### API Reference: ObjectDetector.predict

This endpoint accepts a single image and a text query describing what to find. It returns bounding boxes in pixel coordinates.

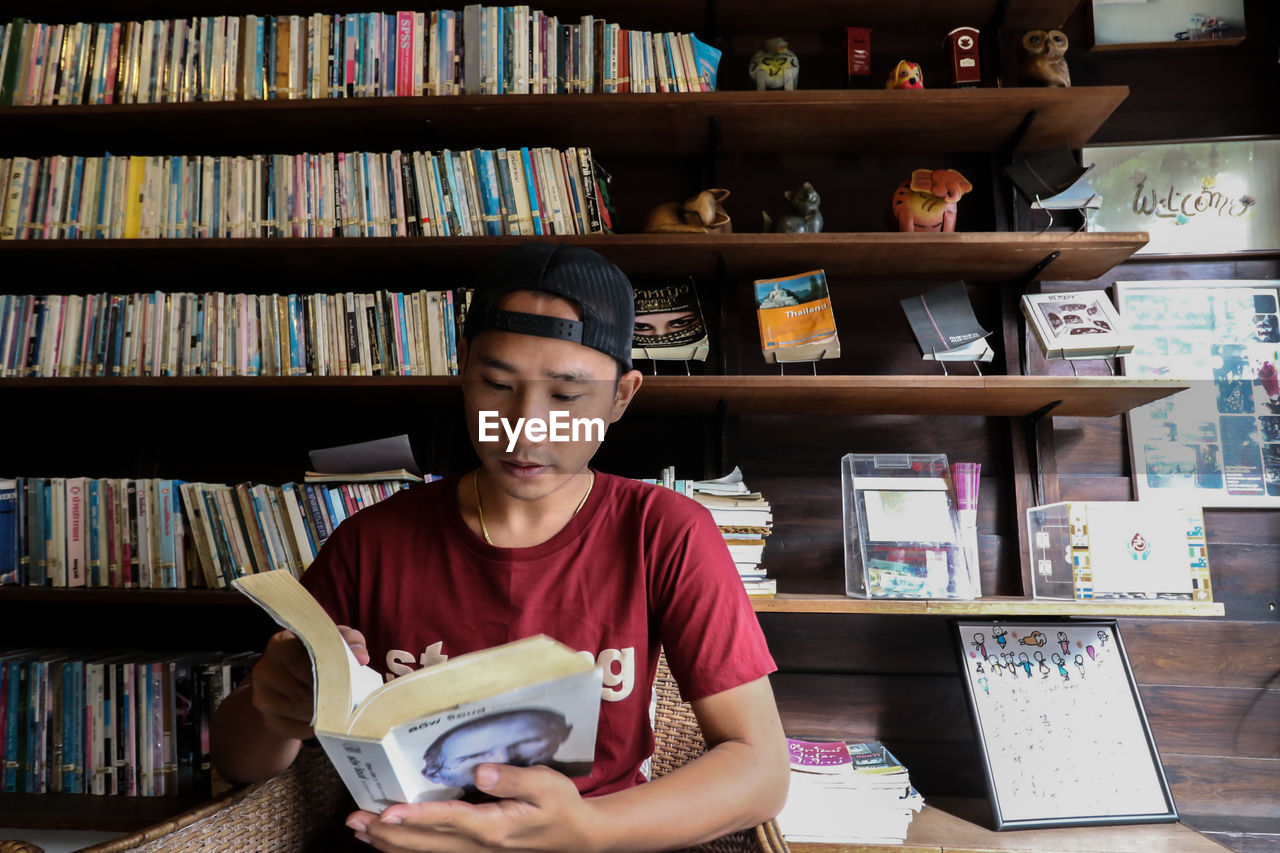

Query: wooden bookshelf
[751,593,1226,619]
[790,797,1226,853]
[0,232,1147,280]
[22,0,1080,32]
[0,376,1189,418]
[0,794,209,833]
[0,86,1129,158]
[0,587,1225,619]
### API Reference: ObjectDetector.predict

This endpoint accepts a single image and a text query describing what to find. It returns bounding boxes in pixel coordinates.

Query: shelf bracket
[707,115,723,187]
[1027,400,1062,506]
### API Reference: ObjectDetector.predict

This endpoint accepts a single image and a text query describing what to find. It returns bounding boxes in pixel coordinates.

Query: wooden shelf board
[0,232,1147,280]
[790,797,1224,853]
[20,0,1080,32]
[0,794,209,833]
[0,86,1129,156]
[0,375,1188,418]
[0,587,1225,617]
[0,587,244,607]
[751,593,1226,617]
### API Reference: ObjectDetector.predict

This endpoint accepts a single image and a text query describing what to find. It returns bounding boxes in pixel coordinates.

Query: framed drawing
[1080,137,1280,255]
[955,620,1178,830]
[1092,0,1244,50]
[1115,280,1280,507]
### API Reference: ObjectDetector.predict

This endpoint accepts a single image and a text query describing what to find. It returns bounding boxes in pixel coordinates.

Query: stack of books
[641,466,778,598]
[777,738,924,844]
[0,147,613,240]
[0,4,719,106]
[0,288,470,378]
[0,648,257,798]
[0,471,436,589]
[690,467,778,598]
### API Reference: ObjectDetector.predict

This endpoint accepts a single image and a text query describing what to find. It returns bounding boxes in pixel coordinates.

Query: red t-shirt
[302,473,776,794]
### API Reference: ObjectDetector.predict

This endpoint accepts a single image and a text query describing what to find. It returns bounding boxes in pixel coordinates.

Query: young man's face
[460,291,640,501]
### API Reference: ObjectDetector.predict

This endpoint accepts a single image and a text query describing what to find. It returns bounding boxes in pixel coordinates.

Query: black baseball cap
[463,242,635,370]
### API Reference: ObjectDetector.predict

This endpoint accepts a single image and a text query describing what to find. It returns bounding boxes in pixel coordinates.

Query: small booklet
[900,282,992,361]
[631,278,708,361]
[233,570,603,812]
[1005,145,1102,210]
[1021,291,1134,360]
[755,269,840,364]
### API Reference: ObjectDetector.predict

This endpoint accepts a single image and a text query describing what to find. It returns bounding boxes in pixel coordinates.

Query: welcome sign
[1082,140,1280,255]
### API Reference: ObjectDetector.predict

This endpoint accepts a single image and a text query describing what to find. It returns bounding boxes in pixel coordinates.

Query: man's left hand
[347,765,594,853]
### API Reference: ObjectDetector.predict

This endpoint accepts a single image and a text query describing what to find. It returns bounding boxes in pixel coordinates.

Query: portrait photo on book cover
[422,707,593,793]
[631,279,707,348]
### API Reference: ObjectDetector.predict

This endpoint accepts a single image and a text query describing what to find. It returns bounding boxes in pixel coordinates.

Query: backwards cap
[463,242,635,370]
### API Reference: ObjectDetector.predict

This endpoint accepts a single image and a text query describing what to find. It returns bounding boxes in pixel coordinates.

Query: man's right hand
[250,625,369,740]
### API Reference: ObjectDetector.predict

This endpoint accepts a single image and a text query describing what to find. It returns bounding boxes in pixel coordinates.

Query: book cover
[631,278,709,361]
[1021,291,1134,359]
[236,571,603,812]
[900,282,991,357]
[755,269,840,364]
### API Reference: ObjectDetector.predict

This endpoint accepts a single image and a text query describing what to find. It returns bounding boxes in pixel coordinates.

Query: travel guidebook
[755,269,840,364]
[234,571,603,812]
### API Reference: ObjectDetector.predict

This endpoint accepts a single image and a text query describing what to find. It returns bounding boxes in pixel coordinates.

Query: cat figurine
[746,38,800,92]
[644,190,733,234]
[760,181,822,234]
[891,169,973,233]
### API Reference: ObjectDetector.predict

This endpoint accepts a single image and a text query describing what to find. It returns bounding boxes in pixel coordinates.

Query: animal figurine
[644,190,733,234]
[884,59,924,88]
[891,169,973,233]
[1018,29,1071,86]
[760,181,822,234]
[746,38,800,91]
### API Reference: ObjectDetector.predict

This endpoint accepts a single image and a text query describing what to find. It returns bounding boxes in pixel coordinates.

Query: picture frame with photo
[952,619,1178,831]
[1115,280,1280,507]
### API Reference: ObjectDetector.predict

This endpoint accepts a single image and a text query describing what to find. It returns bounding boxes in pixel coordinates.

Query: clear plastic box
[840,453,974,598]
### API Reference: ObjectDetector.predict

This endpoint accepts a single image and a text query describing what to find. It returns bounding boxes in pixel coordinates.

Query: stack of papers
[777,738,924,844]
[644,466,778,598]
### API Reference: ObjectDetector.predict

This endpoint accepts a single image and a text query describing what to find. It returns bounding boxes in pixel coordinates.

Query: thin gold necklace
[471,469,595,544]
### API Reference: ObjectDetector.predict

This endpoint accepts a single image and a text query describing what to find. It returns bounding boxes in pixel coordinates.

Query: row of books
[0,649,257,797]
[0,147,613,240]
[777,738,924,845]
[0,4,719,106]
[641,466,777,598]
[0,476,424,589]
[0,289,470,378]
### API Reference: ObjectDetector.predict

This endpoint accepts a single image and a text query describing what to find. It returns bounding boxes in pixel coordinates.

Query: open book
[233,571,602,812]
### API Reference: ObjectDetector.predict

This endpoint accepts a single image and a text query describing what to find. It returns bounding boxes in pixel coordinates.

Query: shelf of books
[0,86,1129,156]
[0,232,1147,280]
[0,375,1189,418]
[22,0,1080,35]
[751,593,1226,619]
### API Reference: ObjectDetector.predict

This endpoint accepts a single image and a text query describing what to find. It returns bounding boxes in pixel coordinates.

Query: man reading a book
[212,243,790,852]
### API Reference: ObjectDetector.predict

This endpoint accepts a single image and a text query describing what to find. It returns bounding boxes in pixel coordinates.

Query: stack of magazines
[777,738,924,844]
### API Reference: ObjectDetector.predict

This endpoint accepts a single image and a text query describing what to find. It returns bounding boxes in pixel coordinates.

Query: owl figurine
[746,38,800,91]
[1018,29,1071,87]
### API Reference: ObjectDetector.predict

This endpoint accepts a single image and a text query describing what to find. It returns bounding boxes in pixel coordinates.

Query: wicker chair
[72,657,787,853]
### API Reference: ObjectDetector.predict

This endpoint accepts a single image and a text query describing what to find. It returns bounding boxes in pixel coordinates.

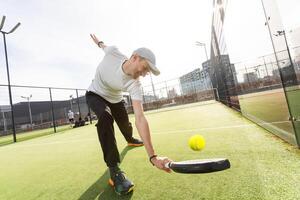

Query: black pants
[85,92,132,167]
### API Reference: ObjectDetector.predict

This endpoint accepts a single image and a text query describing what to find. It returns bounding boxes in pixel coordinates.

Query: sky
[0,0,300,101]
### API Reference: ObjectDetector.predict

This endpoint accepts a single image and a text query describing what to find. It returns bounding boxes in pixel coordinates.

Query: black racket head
[169,158,230,174]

┄┄┄┄┄┄┄┄┄┄┄┄┄┄┄┄┄┄┄┄

PROBLEM TO WORK ON:
Rewrite the stretch of material from its start through the line containing "[22,0,1080,32]", both ends included, keeping every line but multiplying each bounding-box coordinate in the answers by 2.35 and rounding to the nearest whole number, halves up. Omit the pictures.

ANSWER TO THE PROBLEM:
### API Reference: ObjectDetector.predict

This endpoint accepts a single image and a text query describing what to find. It returns bounding boxes in pixel coordinates.


Query: wooden bookshelf
[1765,1394,2881,1455]
[1857,1873,2881,2005]
[0,545,2695,658]
[52,0,2538,75]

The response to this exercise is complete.